▸ **Try it**:
Show all lines of the listing that hold the word "dead".

*** Supplied data Section Begins ***

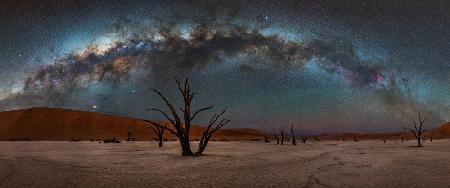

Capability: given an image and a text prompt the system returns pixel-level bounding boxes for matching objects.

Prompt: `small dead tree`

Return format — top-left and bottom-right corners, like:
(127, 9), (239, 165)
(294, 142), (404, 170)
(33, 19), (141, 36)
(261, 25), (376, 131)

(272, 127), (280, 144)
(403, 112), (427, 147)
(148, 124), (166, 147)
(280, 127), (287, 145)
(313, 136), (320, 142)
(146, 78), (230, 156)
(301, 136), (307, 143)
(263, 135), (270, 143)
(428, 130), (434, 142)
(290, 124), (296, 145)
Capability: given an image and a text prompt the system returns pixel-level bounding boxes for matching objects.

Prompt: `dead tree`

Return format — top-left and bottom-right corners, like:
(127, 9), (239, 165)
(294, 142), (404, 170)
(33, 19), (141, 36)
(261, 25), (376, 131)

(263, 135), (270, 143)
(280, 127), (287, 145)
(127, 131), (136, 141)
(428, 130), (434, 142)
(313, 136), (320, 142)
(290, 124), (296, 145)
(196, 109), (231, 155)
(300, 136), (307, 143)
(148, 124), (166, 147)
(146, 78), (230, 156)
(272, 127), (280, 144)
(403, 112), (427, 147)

*** Supplied data Section Ends ***
*** Supplied data Section Begins ***

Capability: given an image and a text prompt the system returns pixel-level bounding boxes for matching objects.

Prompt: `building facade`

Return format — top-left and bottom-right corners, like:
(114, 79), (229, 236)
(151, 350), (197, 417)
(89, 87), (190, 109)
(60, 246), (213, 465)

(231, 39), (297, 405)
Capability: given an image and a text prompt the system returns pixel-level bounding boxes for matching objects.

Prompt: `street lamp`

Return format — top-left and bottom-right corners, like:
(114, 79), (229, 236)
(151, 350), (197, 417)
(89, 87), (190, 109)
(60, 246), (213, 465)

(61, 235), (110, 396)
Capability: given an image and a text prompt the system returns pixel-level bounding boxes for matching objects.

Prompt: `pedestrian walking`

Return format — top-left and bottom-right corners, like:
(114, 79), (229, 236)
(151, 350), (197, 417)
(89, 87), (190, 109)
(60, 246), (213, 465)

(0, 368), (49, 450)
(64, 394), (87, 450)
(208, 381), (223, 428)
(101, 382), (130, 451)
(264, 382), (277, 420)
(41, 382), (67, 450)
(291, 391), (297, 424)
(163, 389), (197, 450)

*** Supplied data Section Ends ***

▸ **Answer for the task**:
Prompt: `small dead tree`
Prompt: `dead tree`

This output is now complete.